## WHAT IS EXPECTED:
Can you output the records below exactly as they are written?
━━━━━━━━━━━━━━━━━━━━
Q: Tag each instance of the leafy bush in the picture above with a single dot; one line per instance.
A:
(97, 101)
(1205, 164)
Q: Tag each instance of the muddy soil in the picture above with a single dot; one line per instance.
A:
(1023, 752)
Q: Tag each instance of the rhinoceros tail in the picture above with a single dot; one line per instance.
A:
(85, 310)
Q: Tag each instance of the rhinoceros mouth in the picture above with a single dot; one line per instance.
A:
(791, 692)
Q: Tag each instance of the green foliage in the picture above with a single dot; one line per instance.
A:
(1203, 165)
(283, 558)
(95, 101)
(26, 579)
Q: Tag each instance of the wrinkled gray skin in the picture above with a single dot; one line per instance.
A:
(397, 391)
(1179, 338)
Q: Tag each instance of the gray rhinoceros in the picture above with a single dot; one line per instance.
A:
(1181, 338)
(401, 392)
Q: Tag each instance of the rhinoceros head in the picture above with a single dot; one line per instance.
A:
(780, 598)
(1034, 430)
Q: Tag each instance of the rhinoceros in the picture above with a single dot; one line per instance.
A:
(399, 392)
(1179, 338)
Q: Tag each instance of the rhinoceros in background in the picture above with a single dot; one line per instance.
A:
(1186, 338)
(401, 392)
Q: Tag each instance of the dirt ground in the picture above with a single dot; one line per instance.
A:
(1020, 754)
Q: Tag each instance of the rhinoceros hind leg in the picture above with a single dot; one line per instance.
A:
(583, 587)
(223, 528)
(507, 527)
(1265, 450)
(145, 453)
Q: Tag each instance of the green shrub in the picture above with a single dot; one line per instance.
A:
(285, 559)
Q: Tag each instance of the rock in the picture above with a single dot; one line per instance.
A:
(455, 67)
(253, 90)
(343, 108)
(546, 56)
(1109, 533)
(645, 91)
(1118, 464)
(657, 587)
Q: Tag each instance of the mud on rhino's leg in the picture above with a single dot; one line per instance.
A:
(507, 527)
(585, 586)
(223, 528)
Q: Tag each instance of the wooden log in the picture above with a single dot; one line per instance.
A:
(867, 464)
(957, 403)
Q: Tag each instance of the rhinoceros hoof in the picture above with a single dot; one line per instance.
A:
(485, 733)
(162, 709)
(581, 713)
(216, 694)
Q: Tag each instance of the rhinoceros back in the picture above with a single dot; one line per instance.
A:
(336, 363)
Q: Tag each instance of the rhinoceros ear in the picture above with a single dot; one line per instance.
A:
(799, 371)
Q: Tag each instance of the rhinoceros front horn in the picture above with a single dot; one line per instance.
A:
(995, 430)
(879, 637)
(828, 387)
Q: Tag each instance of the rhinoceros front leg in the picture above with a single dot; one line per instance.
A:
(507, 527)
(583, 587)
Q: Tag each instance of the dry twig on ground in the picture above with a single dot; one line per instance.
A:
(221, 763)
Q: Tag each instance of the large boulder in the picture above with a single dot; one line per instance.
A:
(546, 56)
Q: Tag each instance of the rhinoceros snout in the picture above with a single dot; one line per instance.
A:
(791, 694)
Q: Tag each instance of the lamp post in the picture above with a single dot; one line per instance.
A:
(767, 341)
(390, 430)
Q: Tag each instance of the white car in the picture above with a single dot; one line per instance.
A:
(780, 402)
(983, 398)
━━━━━━━━━━━━━━━━━━━━
## RESPONSE:
Q: Tag each instance of the leafy bush in the picture above with a single dot; one line per instance.
A:
(97, 101)
(1205, 164)
Q: Tag each instance of the muddy soil in the picture above with a single dot; one line per instance.
A:
(1023, 752)
Q: Tag each instance of the rhinoceros tail in the picture above with a single dot; one line per instance.
A:
(85, 310)
Q: Tag each instance of the rhinoceros mouth in the picture above with a single dot; one line per instance.
A:
(791, 692)
Q: Tag each instance of the green foliage in the picture above with a single dot; one line per instance.
A:
(1203, 165)
(283, 558)
(95, 101)
(26, 579)
Q: Tag each instance of the wrinkled gray skin in the picture above with a single dot; one line per instance.
A:
(397, 391)
(1179, 338)
Q: Tag each instance of the gray rhinoceros in the picture above with a single dot; one line per instance.
A:
(1181, 338)
(401, 392)
Q: Tag each instance of the rhinoceros head in the picture above with a single dot; one line per instance.
A:
(780, 598)
(1034, 430)
Q: Tag each instance of the rhinoceros in the picture above with a single dot; one line per instance.
A:
(399, 392)
(1179, 338)
Q: Tag each instance of the rhinoceros in background in the picture above with a single dot; one line per instance.
A:
(1186, 338)
(401, 392)
Q: Tag each instance of the dirt ground in the picture above with a single dot; one line per instance.
A:
(1020, 754)
Q: Tag each instance of the rhinoceros hind leg in the picture above with a single dot; one line per instance.
A:
(583, 587)
(223, 528)
(507, 527)
(1265, 450)
(145, 453)
Q: Tag each instance of the green shrub in the picture above with a single dot; one line per instance.
A:
(285, 559)
Q: Tag each instance of the rock in the picture above with a single dot; one line per instance.
A:
(455, 67)
(253, 90)
(343, 108)
(546, 56)
(1109, 533)
(645, 91)
(1118, 464)
(657, 587)
Q: Tag each instance of the mud on rhino's leg in the picture above with a single dot; one line per instance.
A:
(507, 527)
(585, 586)
(223, 528)
Q: Tag each instance of the wooden log in the picture above with a single dot; one line per instance.
A:
(867, 464)
(957, 403)
Q: Tag each instance of the rhinoceros hoof in the picture above with a single dot; one line per instance.
A:
(485, 733)
(162, 709)
(581, 713)
(216, 694)
Q: Tag each instance of the rhinoceros back in the picture above with a single dot; one line per instance.
A:
(336, 363)
Q: Tag each instance of the rhinoceros ear in the picture above with a single dot; one line per instance.
A:
(799, 371)
Q: Tag each instance of the rhinoceros front horn in the picture above with a single dot; one line per instance.
A:
(995, 430)
(879, 637)
(828, 387)
Q: Tag each instance of the rhinoceros front leg in the picture above with a single dot; one line per instance.
A:
(507, 527)
(583, 587)
Q: Tag each instance of the dry twig on ground in the picture above with a single dot; one line per instance.
A:
(221, 763)
Q: Tag each instance of the large boulder in the picture above with a single dot; one line per instance.
A:
(546, 56)
Q: Tag each instance of the rhinoceros snout in the picture above with a single dot; one line per instance.
A:
(791, 694)
Q: Tag each instance of the lamp post in the picture above with a single dot; one line per instance.
A:
(767, 341)
(390, 430)
Q: Tag each instance of the white car in the picture above with a single dot; one line per instance.
A:
(780, 402)
(983, 398)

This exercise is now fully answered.